_Work item_. Lines below that include the word "object" should each be copied.

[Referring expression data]

____________

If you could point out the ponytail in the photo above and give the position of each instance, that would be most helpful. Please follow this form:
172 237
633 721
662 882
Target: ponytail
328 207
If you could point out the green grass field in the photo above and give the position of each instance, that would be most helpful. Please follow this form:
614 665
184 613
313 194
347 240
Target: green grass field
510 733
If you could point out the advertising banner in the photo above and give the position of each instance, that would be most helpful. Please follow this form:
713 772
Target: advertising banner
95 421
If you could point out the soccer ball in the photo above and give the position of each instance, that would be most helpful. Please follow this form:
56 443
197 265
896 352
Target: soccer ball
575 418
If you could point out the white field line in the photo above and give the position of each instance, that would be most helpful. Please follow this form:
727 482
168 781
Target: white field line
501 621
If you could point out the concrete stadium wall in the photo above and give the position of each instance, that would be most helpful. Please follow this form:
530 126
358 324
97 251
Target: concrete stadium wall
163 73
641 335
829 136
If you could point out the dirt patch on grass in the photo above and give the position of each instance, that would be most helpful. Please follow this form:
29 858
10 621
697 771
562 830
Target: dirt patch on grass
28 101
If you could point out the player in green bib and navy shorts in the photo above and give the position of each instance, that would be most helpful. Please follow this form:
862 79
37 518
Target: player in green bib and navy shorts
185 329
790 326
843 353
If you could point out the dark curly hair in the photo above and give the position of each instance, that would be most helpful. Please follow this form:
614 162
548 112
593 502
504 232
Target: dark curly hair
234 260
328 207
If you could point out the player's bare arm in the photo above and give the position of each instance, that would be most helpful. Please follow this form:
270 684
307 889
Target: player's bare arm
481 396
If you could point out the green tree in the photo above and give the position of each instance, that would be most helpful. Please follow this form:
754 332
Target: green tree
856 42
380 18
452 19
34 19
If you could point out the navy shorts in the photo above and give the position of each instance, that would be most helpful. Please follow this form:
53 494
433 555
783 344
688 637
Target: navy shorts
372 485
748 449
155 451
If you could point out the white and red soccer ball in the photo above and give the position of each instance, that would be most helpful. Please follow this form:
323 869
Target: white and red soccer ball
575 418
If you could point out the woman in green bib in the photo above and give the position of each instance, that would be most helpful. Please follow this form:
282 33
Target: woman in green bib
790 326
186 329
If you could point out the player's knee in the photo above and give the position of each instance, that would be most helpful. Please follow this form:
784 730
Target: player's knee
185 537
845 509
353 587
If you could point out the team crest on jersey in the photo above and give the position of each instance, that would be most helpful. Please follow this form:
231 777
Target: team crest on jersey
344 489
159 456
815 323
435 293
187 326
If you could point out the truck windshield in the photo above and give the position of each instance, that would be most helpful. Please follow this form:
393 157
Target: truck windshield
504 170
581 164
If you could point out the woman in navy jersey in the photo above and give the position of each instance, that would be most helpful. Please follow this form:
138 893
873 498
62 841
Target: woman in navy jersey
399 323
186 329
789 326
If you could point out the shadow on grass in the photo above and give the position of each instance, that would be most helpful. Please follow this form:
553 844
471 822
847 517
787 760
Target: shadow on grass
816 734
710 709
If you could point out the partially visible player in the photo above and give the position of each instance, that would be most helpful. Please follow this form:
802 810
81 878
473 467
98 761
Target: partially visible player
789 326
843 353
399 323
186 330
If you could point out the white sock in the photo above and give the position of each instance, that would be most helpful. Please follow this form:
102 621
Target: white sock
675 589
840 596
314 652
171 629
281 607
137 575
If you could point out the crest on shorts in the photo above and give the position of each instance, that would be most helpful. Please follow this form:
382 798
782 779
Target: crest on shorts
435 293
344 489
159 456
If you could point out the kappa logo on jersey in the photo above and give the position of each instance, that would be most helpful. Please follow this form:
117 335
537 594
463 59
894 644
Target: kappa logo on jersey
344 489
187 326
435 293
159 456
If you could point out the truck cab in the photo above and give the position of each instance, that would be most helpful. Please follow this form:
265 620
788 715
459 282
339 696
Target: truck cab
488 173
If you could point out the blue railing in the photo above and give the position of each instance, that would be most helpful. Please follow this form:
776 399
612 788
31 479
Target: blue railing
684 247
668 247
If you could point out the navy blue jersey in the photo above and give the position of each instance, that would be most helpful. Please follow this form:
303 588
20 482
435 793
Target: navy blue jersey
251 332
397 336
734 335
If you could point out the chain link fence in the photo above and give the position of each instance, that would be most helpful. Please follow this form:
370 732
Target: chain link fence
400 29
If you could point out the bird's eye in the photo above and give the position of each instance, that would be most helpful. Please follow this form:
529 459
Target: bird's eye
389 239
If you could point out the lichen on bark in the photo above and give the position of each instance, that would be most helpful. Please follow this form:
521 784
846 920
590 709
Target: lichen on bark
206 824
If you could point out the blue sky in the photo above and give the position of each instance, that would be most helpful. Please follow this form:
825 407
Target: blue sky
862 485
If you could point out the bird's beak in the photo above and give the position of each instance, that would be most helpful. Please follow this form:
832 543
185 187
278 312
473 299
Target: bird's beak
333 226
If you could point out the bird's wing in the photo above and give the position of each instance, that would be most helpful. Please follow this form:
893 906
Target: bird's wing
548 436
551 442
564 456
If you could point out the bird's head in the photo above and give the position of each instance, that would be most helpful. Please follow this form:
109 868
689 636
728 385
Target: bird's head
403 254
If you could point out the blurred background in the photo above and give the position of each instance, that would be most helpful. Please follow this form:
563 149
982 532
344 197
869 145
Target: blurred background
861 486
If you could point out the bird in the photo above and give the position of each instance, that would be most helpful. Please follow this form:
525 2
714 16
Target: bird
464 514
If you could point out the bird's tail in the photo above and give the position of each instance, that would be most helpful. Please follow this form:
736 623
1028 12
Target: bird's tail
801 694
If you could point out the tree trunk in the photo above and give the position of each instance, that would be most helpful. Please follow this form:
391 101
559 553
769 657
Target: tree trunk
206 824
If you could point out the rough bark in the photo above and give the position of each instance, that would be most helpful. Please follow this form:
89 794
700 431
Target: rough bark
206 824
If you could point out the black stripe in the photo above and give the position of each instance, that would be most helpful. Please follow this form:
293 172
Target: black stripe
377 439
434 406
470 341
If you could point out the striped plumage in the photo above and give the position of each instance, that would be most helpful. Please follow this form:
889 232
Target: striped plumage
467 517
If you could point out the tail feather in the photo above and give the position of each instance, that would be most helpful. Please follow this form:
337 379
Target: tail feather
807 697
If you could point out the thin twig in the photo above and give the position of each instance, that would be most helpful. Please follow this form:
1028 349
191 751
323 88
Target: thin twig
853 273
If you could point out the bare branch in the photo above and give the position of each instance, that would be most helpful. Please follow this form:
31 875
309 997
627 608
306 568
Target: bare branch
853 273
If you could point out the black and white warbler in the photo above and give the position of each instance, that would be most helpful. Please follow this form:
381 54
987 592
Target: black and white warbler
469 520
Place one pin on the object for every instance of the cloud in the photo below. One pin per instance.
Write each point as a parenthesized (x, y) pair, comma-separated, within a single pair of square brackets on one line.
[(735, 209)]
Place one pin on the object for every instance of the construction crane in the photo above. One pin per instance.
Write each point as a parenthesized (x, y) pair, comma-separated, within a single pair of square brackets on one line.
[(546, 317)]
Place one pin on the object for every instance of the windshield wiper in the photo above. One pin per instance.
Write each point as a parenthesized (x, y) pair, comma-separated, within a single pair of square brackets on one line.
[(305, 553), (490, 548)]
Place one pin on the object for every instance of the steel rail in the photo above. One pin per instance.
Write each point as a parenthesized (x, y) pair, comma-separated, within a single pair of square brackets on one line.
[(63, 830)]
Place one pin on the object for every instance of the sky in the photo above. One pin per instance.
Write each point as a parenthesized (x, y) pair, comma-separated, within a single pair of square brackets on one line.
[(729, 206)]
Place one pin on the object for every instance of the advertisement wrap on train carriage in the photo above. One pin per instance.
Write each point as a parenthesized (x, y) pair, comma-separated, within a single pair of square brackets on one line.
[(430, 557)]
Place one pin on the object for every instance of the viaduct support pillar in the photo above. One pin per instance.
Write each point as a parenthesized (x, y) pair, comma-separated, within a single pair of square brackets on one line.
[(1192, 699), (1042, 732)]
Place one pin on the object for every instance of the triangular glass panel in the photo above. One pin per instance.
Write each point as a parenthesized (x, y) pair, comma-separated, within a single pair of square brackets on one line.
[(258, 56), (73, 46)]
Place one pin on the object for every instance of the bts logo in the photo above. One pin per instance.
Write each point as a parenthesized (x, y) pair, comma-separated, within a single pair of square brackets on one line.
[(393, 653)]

____________

_Your solution_.
Place one pin on the object for every instance of the cloud in the photo below. One pin per instance.
Place one pin on the object for every instance of the construction crane in the photo above. One pin per instance.
Place one pin on the object for every instance of the windshield wiper in the photo above. One pin per instance.
Place one pin on the object for every instance of the steel rail in the photo above. One pin per instance.
Place one pin on the object for every instance of the sky in the photo above. One pin per instance.
Place one pin on the object for every instance of the advertisement wrap on train carriage in the photo above. One pin per instance.
Place one pin on the object for every instance of the viaduct support pillar in the photo above. One pin per instance.
Place one pin on the object for every instance of the triangular glass panel in the photo above. One pin per instance.
Place one pin on the object for every instance of the bts logo in the photo above. One pin per instance.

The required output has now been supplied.